# Gander Mountain Opening Store in Fargo!



## Nate (Sep 11, 2003)

Heard it on the news this morning. 65,000 sq ft.

Finally some competition for Scheels :lol:

Supposedly they hope to have it open by the end of the year.


----------



## djleye (Nov 14, 2002)

Nate, Any word on where it will be??


----------



## Nate (Sep 11, 2003)

They said south of I94 in SW Fargo on a 7 acre lot.


----------



## gandergrinder (Mar 10, 2002)

Haha. Say goodbye to the monopoly Scheels.


----------



## BenelliBlaster (Mar 17, 2002)

I think it is good that scheels is going to have a little more competetion. I don't know who has been in a GanderMountain but I have been in the new one in Lakeville and don't really care for a lot of there hunting equipment. Much of it is low quality & slightly over priced. I like the selection of high quality, high end hunting equipment that scheels has and wish we could get another competitive store of the same caliber in North Dakota. 
If I did a lot more camping and paintballin you can't find a better store than GanderMountain.
Also they have a great ice fishing selection!!
:2cents:


----------



## dleier (Aug 28, 2002)

Nate said:


> They said south of I94 in SW Fargo on a 7 acre lot.


in the vicinity of the Red River Zoo


----------



## gandergrinder (Mar 10, 2002)

I got a confirmation from one of my friends that said they will start building this spring and it will hopefully be done by October.


----------



## cootkiller (Oct 23, 2002)

I could care less, I buy almost all of my hunting stuff locally at Gerrell's in DL. If they don't have it on stock, you can bet Larry will order it for you. Their prices might be a little higher but I would much rather spend it at home than somewhere else.
At least that way I am helping the owners who live locally, not some big fat cat in a city four states away who could care less about anything but his 25 or 30 stores spread across the map.

cootkiller


----------



## Fetch (Mar 1, 2002)

I've probably spent more at Gerrells in DL than at Scheels & Cabelas combined -

Lately I can walk thru the big stores & not see anything I really want or need :huh: The stuff I may want is not nessessary or way too expensive - I'm a tight wad in many respects & shop for stuff on sale 

Fishing stuff probably Walmart in DL

Booze & Grocery's DL (April to November)

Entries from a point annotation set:
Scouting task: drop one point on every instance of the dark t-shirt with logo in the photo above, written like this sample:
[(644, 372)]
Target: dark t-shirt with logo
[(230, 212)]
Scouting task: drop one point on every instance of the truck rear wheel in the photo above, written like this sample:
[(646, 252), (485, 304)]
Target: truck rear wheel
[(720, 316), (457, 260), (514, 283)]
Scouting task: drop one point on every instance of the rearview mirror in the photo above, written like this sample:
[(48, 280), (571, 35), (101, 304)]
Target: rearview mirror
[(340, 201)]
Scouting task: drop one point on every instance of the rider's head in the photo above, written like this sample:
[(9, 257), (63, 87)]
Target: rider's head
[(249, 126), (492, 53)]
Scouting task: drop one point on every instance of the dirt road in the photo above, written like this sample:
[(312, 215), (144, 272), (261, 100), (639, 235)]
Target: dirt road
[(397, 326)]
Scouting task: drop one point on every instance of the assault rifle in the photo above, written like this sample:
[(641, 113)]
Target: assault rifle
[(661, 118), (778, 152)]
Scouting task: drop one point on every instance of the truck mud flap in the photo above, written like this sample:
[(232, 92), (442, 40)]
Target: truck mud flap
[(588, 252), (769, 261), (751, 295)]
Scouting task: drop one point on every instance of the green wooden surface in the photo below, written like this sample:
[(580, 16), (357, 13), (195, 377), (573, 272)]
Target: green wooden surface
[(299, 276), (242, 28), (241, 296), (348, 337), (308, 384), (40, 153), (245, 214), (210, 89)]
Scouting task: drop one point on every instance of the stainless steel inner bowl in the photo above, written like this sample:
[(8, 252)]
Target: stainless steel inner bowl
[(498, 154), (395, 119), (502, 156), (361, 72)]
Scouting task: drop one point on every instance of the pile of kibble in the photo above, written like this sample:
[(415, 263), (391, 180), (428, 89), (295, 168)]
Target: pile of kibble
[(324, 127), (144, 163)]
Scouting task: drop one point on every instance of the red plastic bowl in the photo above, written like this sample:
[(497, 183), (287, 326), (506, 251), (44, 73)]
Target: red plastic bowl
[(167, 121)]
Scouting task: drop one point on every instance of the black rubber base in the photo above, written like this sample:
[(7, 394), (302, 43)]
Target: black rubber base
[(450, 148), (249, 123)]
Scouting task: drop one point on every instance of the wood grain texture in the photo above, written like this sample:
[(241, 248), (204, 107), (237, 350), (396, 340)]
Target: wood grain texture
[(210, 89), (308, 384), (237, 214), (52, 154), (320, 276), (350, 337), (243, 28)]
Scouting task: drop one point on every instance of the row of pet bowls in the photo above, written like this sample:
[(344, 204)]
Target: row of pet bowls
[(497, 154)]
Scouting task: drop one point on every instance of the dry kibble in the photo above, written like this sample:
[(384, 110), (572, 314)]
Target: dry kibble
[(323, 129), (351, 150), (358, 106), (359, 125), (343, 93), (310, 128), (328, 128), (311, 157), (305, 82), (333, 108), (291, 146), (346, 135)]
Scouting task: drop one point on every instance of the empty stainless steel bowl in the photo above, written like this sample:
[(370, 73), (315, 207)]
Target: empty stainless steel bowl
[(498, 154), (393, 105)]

## TASK LIST
- A) Duplicate the passage of the Gander Mountain thread starting at "## cootkiller (Oct" and ending at "(Mar 1, 2002)".
- B) Set down the lines of the listing starting at the line that contains "Scouting task: drop one point on every instance of the stainless" and ending at the line that contains "[(324, 127), (144, 163)]", both included.

## CORRECT ANSWERS
- A)
## cootkiller (Oct 23, 2002)

I could care less, I buy almost all of my hunting stuff locally at Gerrell's in DL. If they don't have it on stock, you can bet Larry will order it for you. Their prices might be a little higher but I would much rather spend it at home than somewhere else.
At least that way I am helping the owners who live locally, not some big fat cat in a city four states away who could care less about anything but his 25 or 30 stores spread across the map.

cootkiller


----------



## Fetch (Mar 1, 2002)

- B)
Scouting task: drop one point on every instance of the stainless steel inner bowl in the photo above, written like this sample:
[(8, 252)]
Target: stainless steel inner bowl
[(498, 154), (395, 119), (502, 156), (361, 72)]
Scouting task: drop one point on every instance of the pile of kibble in the photo above, written like this sample:
[(415, 263), (391, 180), (428, 89), (295, 168)]
Target: pile of kibble
[(324, 127), (144, 163)]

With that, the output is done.